Exercise requirements:
Report each line of the data below that contains the word "background", copying every such line in full.

Input:

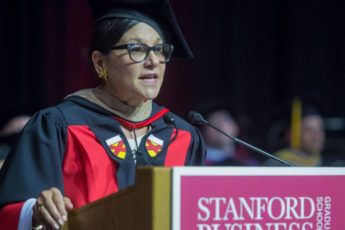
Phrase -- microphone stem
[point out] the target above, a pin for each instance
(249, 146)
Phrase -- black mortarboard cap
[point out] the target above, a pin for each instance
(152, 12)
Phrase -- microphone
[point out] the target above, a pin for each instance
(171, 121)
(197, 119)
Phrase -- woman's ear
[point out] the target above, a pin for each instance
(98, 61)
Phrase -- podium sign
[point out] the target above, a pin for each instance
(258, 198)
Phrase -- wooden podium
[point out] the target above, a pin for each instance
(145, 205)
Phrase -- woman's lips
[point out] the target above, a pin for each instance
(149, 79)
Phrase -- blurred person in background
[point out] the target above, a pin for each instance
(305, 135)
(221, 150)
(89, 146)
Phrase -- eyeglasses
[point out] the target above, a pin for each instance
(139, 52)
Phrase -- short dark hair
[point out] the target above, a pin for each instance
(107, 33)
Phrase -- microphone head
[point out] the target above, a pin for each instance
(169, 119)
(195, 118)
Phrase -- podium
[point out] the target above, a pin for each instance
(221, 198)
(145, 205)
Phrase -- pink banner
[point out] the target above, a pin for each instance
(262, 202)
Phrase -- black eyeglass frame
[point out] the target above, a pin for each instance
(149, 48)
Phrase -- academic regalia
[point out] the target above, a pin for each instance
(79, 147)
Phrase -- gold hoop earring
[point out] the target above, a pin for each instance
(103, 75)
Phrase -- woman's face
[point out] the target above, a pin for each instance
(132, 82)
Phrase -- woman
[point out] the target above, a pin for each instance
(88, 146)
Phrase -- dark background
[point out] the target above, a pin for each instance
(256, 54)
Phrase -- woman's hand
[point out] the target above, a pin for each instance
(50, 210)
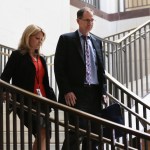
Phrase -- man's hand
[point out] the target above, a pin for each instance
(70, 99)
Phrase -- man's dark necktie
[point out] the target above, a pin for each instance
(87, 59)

...

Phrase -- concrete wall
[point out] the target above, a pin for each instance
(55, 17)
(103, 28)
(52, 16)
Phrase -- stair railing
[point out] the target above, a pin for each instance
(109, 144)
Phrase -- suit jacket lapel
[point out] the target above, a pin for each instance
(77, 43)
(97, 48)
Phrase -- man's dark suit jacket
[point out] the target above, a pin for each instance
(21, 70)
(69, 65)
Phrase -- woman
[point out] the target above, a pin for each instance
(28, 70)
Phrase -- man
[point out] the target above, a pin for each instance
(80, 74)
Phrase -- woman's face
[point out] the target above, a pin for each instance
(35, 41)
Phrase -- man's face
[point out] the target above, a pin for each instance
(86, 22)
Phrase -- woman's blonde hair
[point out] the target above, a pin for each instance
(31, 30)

Reply to the task:
Phrase -- blurred person in background
Phrase -- dark background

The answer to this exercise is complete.